**Stated problem**
Please write out the data below word for word, from its first line through the line that contains "x=206, y=154", including that line.

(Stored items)
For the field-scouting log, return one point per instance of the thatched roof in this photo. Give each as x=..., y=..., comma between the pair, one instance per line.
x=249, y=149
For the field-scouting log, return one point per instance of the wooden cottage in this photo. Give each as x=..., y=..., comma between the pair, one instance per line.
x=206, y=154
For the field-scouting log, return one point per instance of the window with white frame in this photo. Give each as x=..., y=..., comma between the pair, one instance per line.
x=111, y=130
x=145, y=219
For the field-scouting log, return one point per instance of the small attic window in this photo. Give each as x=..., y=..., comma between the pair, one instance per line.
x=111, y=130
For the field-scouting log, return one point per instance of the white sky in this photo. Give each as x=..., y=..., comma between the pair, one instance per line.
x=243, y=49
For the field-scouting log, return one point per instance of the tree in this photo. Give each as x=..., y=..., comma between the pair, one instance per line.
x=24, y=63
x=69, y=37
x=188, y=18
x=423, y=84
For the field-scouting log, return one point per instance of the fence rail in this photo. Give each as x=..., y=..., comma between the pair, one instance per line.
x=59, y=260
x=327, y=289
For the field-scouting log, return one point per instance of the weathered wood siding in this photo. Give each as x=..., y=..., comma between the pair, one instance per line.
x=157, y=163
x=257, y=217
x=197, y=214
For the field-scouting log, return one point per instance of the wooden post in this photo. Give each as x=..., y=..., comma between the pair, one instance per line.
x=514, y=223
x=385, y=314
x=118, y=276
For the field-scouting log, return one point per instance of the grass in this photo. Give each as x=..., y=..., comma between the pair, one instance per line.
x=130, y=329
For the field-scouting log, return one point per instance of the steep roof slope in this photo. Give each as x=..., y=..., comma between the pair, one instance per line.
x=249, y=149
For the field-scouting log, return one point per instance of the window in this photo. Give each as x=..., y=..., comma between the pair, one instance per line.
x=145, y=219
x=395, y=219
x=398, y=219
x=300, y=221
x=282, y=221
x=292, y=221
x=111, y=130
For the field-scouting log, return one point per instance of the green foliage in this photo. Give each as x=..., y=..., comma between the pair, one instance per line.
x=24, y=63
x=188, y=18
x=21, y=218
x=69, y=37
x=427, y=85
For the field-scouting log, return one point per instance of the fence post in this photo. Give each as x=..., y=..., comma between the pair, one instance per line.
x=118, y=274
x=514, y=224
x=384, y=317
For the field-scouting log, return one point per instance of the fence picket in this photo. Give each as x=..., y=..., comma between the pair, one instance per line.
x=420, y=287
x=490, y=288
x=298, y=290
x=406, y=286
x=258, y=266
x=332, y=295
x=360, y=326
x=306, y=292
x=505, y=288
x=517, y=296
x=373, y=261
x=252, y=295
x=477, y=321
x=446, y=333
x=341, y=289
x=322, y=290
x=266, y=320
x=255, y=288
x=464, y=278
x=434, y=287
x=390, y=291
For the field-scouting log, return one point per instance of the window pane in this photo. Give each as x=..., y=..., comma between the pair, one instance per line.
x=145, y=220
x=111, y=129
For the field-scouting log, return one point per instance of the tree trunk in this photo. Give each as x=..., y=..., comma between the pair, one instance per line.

**Worked answer**
For the field-scouting log, return one point per instance of the thatched roof in this photo. Give each as x=..., y=..., comma between the pair, one instance per line.
x=249, y=149
For the field-scouting log, return one point per instance of the wooden cottage in this photo. Give each as x=..., y=..., comma between the pair, one instance per line.
x=206, y=154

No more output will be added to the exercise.